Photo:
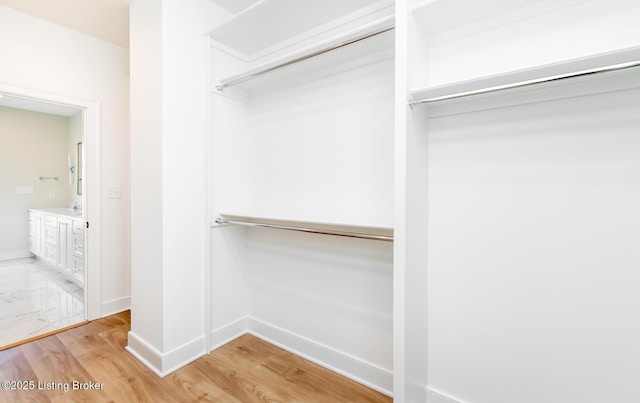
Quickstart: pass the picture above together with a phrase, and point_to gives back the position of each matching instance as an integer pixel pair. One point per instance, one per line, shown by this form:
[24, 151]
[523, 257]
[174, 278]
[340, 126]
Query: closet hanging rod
[222, 221]
[527, 83]
[250, 76]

§ TASK PROMPT: Reproduce the entries above exactly. Do not include the images.

§ FULL ANSWER:
Photo:
Quickstart: pass the picture above together with a phrase, and point_to gives back the position of each matching instance as an integer pixel pair. One point per instance, one per line, shown by this form:
[24, 151]
[523, 257]
[174, 278]
[340, 126]
Query: closet hanging rod
[222, 221]
[527, 83]
[250, 76]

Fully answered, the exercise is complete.